- **Exercise brief**: Return each line of the rows below that contains the string "cracked". Matching is case-sensitive.

- **Dataset**:
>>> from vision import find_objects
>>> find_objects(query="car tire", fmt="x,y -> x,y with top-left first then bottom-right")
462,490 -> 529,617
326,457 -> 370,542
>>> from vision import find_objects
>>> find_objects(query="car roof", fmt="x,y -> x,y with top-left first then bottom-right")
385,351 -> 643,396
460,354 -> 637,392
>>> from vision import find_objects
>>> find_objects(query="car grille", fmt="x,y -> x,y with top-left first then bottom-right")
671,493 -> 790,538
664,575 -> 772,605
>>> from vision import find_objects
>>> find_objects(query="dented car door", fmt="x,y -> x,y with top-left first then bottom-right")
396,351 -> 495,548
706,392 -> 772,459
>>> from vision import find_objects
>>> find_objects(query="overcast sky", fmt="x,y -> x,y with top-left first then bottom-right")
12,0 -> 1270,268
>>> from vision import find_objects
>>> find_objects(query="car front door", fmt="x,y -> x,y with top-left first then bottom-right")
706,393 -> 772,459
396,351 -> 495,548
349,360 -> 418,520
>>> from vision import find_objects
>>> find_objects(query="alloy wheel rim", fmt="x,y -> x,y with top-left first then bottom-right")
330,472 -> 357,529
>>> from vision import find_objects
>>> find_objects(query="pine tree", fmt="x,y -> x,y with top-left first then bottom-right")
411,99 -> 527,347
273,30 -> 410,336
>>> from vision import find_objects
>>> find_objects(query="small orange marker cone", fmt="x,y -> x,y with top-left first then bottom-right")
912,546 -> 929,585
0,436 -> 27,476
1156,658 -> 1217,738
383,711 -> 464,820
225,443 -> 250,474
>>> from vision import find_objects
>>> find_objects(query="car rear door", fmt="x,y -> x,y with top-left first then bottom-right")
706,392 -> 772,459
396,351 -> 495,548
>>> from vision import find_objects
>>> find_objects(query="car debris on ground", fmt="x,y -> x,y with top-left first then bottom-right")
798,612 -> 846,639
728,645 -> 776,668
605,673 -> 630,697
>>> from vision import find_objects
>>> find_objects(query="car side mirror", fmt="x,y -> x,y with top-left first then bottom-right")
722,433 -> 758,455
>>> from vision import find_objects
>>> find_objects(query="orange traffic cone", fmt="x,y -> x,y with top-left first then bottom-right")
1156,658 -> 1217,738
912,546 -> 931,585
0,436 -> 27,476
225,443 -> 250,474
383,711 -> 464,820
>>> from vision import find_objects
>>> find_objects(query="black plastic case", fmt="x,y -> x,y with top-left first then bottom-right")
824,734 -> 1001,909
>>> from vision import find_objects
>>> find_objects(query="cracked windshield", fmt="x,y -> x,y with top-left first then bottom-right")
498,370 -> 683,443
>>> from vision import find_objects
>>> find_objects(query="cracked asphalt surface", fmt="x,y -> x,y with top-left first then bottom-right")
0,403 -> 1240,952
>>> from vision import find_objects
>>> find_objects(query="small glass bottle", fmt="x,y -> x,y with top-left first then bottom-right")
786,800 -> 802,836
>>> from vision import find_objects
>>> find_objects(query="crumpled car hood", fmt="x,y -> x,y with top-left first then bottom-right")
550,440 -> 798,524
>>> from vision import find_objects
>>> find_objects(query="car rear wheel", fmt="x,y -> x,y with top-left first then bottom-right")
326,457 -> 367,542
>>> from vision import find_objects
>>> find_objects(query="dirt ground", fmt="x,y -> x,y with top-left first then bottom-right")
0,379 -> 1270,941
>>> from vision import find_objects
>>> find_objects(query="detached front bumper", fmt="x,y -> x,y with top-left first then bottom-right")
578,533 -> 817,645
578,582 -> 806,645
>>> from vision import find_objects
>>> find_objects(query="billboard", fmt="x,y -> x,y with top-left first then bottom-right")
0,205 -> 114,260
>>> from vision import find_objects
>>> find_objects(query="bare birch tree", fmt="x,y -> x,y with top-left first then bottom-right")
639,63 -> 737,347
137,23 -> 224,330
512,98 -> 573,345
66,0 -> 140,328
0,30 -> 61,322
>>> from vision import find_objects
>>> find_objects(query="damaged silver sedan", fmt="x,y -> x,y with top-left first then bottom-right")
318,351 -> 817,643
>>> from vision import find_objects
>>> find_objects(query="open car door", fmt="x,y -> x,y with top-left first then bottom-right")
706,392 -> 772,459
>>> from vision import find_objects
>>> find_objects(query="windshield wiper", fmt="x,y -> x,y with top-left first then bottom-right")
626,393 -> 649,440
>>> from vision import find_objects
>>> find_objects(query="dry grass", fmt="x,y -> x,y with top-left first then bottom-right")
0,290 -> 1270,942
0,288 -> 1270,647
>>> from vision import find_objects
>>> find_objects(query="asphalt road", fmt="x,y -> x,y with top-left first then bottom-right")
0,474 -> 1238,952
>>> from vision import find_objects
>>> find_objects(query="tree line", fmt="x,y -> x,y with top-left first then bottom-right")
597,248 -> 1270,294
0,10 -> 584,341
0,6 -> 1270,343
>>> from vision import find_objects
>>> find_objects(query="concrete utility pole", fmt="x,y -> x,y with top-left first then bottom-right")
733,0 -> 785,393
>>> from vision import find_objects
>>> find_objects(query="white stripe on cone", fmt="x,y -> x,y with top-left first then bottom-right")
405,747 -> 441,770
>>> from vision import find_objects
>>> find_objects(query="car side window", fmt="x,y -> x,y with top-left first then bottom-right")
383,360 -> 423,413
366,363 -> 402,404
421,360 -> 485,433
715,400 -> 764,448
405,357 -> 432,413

- **Expected answer**:
>>> find_objects(query="cracked windshield", fmt="x,y -> x,y with top-left first then bottom-right")
>>> find_objects(query="cracked asphalt surface", fmt="x,y -> x,y with top-left first then bottom-right")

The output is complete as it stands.